-- start of Source text --
FreeBSD src
Go to file
Hans Petter Selasky df1df0c742 ibcore: Do not overreact to SM LID change event.
When IPoIB receives an SM LID change event, it reacts by flushing its
path record cache and rejoining multicast groups. This is the same
behavior it performs when it receives a reregistration event. This
behavior is unnecessary as an SM may have database backup or
synchronization mechanisms which permit the SM location or LID to change
without loss of multicast membership and without impact to path records.

Both opensm and the OPA FM issue reregistration events if a new SM is
started (or restarted with a new config) or an SM event occurs which
results in loss of multicast membership records by the SM (such as
opensm failover) or the SM encounters new nodes with Active ports (such
as after joining 2 fabrics by connecting switches via ISLs). Hence this
event can be depended on as the trigger for IPoIB cache and multicast
flushing.

It appears that some drivers, such as qib, and hfi1 issue the
IB_EVENT_SM_CHANGE but other drivers such as mlx4 and mlx5 do not.
Empirical testing on Mellanox EDR using ibv_asyncwatch has confirmed
that Mellanox EDR HCAs do not generate SM change events and that opensm
does generate reregistration.

An SM LID change event is generated by the mentioned drivers to reflect
that sm_lid and/or sm_sl in the local port info has changed. The intent
of this event is to permit applications and ULPs which have a local copy
of this information (or an address handle using it) to update their
information.

The intent is that the reregistration event (caused by the SM via a bit
in Set(PortInfo)) be used to inform nodes that they need to rejoin
multicast groups, resubscribe for notices and potentially update path
records.

When an SM migrates or fails over, a SM LID change event can occur. In
response IPoIB discards path records and multicast membership and loses
connectivity until these records are restored via SA requests. In very
large fabrics, it may take minutes for the SM to be ready and for the SA
responses to be supplied.  This can result in undesirable and
unnecessary IPoIB connectivity impacts. It also can result in an
unnecessary storm of SA queries from all nodes in a cluster potentially
followed by yet another storm if the SM issues the reregistration
request.

The fact the Mellanox HCAs do not even generate this event, is further
evidence that on modern IB fabrics there will be no ill side effects
from the proposed changes below to reduce the reaction by 3 kernel
components to this event. So these changes should be benign for Mellanox
IB fabrics and will benefit OPA fabrics while also making ib_core and
ULP behavor "correct" as intended by the IBTA spec and kernel RDMA event
APIs.
-- end of Source text --
__Exercise 1__
Answer these questions about the commit message, giving each answer on its own line with the same letter:
(a) Which drivers does the commit message name as issuing IB_EVENT_SM_CHANGE?
(b) What tool was used in the empirical testing on Mellanox EDR?
(c) In very large fabrics, how long may it take for the SM to be ready and for the SA responses to be supplied?
__Exercise 2__
Edit the commit message by rewriting everything from "Both opensm and" down to "mlx5 do not.", putting "OpenSM" wherever "opensm" appears.
-- start of Stored data --
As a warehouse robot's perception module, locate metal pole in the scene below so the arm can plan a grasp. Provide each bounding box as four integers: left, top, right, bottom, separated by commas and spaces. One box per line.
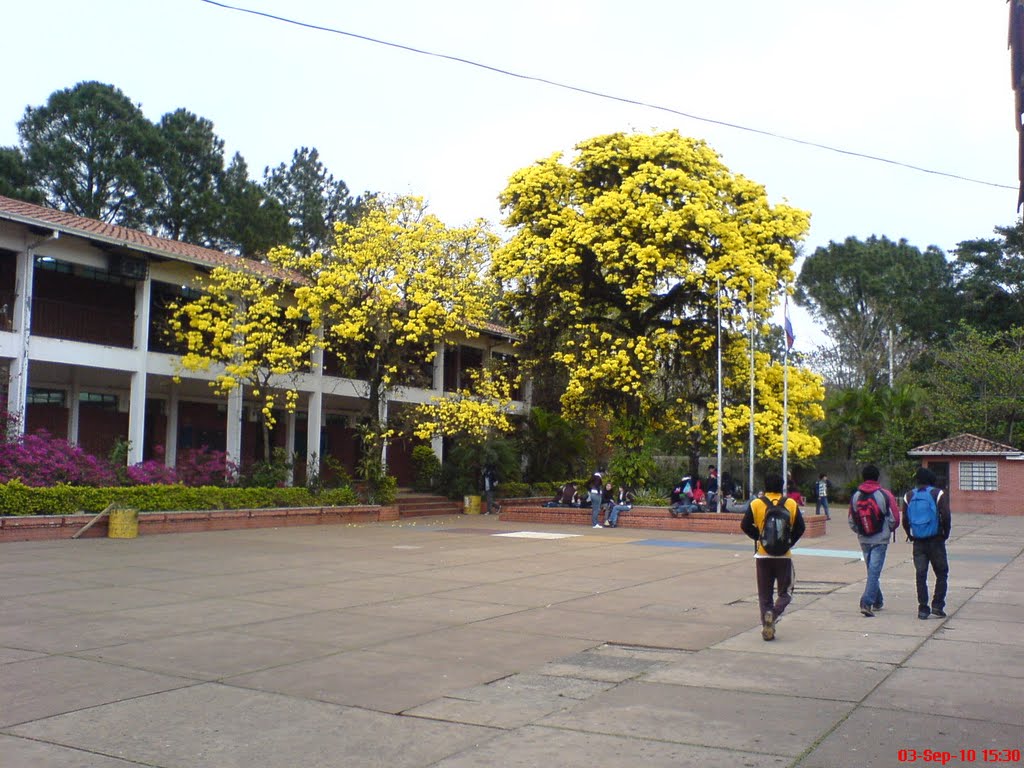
-- end of Stored data --
__Correct response 1__
(a) qib and hfi1
(b) ibv_asyncwatch
(c) Minutes

__Correct response 2__
Both OpenSM and the OPA FM issue reregistration events if a new SM is
started (or restarted with a new config) or an SM event occurs which
results in loss of multicast membership records by the SM (such as
OpenSM failover) or the SM encounters new nodes with Active ports (such
as after joining 2 fabrics by connecting switches via ISLs). Hence this
event can be depended on as the trigger for IPoIB cache and multicast
flushing.

It appears that some drivers, such as qib, and hfi1 issue the
IB_EVENT_SM_CHANGE but other drivers such as mlx4 and mlx5 do not.